Mental Health Budget Update: 2011-2012
On the heels of what will be one of the largest advocacy fights in many years (the fight to insure that large MCO’s don’t take over mental health services in New York), we are also faced with a difficult budget.
This year’s proposed budget is very general and it is hard to decipher specific targeted areas, but here is a very brief top of the trees analysis:
A) Community Budget:
We are in the process of finding out specifically where cuts will occur. The budget narrative does not define specific cuts, but does say, “Funding reductions in certain community supported programs including children’s clinic plus, non-direct services such as training and education, as well as local administration.”
The narrative does reference restructuring of non-residential OMH programs including CDT. At the same time the language also references support for PROS program.
All told, the administration proposes a total cut of $27 million to the community budget. Given the already increasing pressure on community providers, this will only make things even more difficult in this environment. This will be a major budget advocacy priority over the next several months.
For the third year in a row, there are no new COLA’s in the budget for the human services workforce. In the budget narrative, there is the intention by the administration to extend the COLA through state fiscal year 2014-15. My understanding is that means that though there is language not to provide the COLA for this year, there is a state commitment to continue the COLA in fiscal year—2012-2013 and 2014-15
The budget proposes freezing the development of all new community residential programs for one year. The budget also calls for the maintenance of existing rates for OMH residential facilities and community residential/family based treatment.

○ ○ ○ ○ ○ ○ ○

## What you need to do
Copy the mental health budget update from "Mental Health Budget" up to and including "for PROS program.", replacing "narrative" with "summary" throughout.

## Stored entries
○ ○ ○ ○ ○ ○ ○

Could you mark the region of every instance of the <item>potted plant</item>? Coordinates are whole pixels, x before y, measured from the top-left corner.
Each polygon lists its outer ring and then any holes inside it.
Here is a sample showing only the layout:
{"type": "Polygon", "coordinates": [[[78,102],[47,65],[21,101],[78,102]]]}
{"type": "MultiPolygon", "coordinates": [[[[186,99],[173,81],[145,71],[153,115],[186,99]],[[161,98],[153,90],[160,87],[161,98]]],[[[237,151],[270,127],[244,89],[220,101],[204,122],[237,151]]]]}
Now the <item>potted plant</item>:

○ ○ ○ ○ ○ ○ ○

## Output
Mental Health Budget Update: 2011-2012
On the heels of what will be one of the largest advocacy fights in many years (the fight to insure that large MCO’s don’t take over mental health services in New York), we are also faced with a difficult budget.
This year’s proposed budget is very general and it is hard to decipher specific targeted areas, but here is a very brief top of the trees analysis:
A) Community Budget:
We are in the process of finding out specifically where cuts will occur. The budget summary does not define specific cuts, but does say, “Funding reductions in certain community supported programs including children’s clinic plus, non-direct services such as training and education, as well as local administration.”
The summary does reference restructuring of non-residential OMH programs including CDT. At the same time the language also references support for PROS program.